• _TASK DATA_
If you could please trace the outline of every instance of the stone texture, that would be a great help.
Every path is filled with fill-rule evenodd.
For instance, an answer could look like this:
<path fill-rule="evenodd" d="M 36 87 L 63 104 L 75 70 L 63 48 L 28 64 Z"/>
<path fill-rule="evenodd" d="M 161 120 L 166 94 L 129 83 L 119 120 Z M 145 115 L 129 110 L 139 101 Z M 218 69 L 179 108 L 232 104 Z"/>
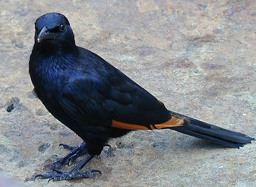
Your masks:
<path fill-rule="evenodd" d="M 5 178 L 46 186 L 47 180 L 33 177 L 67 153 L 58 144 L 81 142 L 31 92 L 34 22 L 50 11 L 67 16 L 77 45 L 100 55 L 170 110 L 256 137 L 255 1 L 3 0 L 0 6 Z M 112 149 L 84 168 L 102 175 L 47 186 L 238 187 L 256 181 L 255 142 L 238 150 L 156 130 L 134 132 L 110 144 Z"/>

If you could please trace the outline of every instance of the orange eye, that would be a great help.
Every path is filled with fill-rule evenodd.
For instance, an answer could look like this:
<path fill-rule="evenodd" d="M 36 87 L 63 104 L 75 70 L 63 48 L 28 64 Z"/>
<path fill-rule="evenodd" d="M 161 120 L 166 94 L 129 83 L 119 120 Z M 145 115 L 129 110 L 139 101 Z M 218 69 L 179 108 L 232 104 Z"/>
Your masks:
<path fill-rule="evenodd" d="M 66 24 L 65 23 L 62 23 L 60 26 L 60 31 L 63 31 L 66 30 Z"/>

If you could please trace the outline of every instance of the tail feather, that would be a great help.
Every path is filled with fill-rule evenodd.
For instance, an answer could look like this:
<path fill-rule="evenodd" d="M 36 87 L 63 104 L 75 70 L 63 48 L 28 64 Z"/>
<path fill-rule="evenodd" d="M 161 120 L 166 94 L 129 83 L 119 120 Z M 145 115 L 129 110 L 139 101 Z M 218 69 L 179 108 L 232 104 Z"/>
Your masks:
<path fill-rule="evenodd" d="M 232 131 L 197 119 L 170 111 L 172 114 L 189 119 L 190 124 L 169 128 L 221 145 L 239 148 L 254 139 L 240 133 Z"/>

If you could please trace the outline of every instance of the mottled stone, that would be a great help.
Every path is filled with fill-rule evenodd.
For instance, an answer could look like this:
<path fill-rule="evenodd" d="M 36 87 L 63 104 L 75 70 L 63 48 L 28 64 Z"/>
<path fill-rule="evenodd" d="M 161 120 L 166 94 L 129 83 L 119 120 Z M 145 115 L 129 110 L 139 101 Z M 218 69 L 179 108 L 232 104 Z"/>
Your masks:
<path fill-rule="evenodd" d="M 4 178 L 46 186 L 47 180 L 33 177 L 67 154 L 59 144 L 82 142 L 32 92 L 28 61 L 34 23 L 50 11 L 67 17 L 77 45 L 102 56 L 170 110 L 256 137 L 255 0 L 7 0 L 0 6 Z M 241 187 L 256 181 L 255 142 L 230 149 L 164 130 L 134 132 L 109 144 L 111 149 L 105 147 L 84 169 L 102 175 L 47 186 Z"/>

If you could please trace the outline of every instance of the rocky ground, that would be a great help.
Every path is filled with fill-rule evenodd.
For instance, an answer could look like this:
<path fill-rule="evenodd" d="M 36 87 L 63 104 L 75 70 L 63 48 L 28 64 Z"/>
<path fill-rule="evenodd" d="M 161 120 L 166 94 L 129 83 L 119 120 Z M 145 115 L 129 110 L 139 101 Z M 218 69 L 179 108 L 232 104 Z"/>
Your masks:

• _DESCRIPTION OF THE TASK_
Please convert every line of the entries above into a Markdown table with the columns Row and Line, numbering each row and skipping blank lines. Leave the pictures out.

• _WRITTEN RESPONSE_
| Row | Line |
|---|---|
| 1 | If you could please trace the outline of every instance of the stone texture, that would be a great help. |
| 2 | Every path is filled with fill-rule evenodd. |
| 3 | For instance, an answer could look like this: |
| 4 | <path fill-rule="evenodd" d="M 36 87 L 63 104 L 75 70 L 63 48 L 28 64 Z"/> |
| 5 | <path fill-rule="evenodd" d="M 161 120 L 166 94 L 129 83 L 119 120 Z M 145 115 L 129 110 L 139 101 Z M 218 69 L 179 108 L 232 104 Z"/> |
| 6 | Your masks: |
| 7 | <path fill-rule="evenodd" d="M 5 178 L 46 186 L 47 180 L 33 177 L 67 153 L 58 144 L 81 142 L 31 92 L 34 22 L 50 11 L 67 16 L 77 45 L 100 55 L 170 110 L 256 137 L 255 1 L 3 0 L 0 6 Z M 112 149 L 84 168 L 102 175 L 47 186 L 238 187 L 256 181 L 255 142 L 238 150 L 156 130 L 134 132 L 110 144 Z"/> |
| 8 | If you could please trace the outline of every instance of the orange eye, that would be a great help. |
| 9 | Every path is filled with fill-rule evenodd. |
| 10 | For instance, an answer could look like this: |
| 11 | <path fill-rule="evenodd" d="M 36 87 L 63 104 L 75 70 L 63 48 L 28 64 Z"/> |
| 12 | <path fill-rule="evenodd" d="M 161 120 L 166 94 L 129 83 L 119 120 Z M 145 115 L 129 110 L 139 101 Z M 218 69 L 179 108 L 232 104 Z"/> |
| 13 | Your masks: |
| 14 | <path fill-rule="evenodd" d="M 66 24 L 65 23 L 62 23 L 60 26 L 60 31 L 63 31 L 66 30 Z"/> |
| 15 | If you could please trace the outline of every instance of the tail feather, that would be a great help. |
| 16 | Every path is filled with fill-rule evenodd. |
| 17 | For instance, an answer could look like this: |
| 18 | <path fill-rule="evenodd" d="M 36 87 L 63 104 L 75 70 L 63 48 L 28 64 Z"/> |
| 19 | <path fill-rule="evenodd" d="M 161 120 L 166 94 L 129 83 L 119 120 Z M 145 115 L 129 110 L 139 101 Z M 218 69 L 179 108 L 232 104 Z"/> |
| 20 | Your masks: |
| 21 | <path fill-rule="evenodd" d="M 232 131 L 197 119 L 170 111 L 172 114 L 189 119 L 190 124 L 169 128 L 221 145 L 239 148 L 254 139 L 240 133 Z"/> |
| 22 | If you could please trace the outline of every instance of the mottled stone, that would be a great help. |
| 23 | Every path is filled with fill-rule evenodd. |
| 24 | For instance, an answer could look like this: |
| 25 | <path fill-rule="evenodd" d="M 36 87 L 63 104 L 75 70 L 63 48 L 28 64 Z"/> |
| 26 | <path fill-rule="evenodd" d="M 161 120 L 166 94 L 129 83 L 119 120 Z M 145 115 L 129 110 L 139 101 Z M 218 69 L 179 108 L 232 104 Z"/> |
| 27 | Your masks: |
| 28 | <path fill-rule="evenodd" d="M 4 178 L 46 186 L 47 180 L 33 177 L 67 154 L 59 144 L 82 142 L 32 92 L 28 61 L 34 23 L 50 11 L 67 17 L 77 45 L 102 56 L 170 110 L 256 137 L 255 0 L 7 0 L 0 6 Z M 241 187 L 256 181 L 255 142 L 230 149 L 164 130 L 134 132 L 109 144 L 111 149 L 105 147 L 84 169 L 102 175 L 47 186 Z"/> |
| 29 | If you could please trace the outline of every instance of the rocky ground, that would be a great help. |
| 30 | Every path is filled with fill-rule evenodd. |
| 31 | For instance, an answer could look like this: |
| 32 | <path fill-rule="evenodd" d="M 36 87 L 63 104 L 75 70 L 63 48 L 28 64 Z"/> |
| 33 | <path fill-rule="evenodd" d="M 161 120 L 166 94 L 129 83 L 119 120 Z M 145 115 L 129 110 L 139 101 Z M 218 69 L 179 108 L 232 104 Z"/> |
| 34 | Your masks: |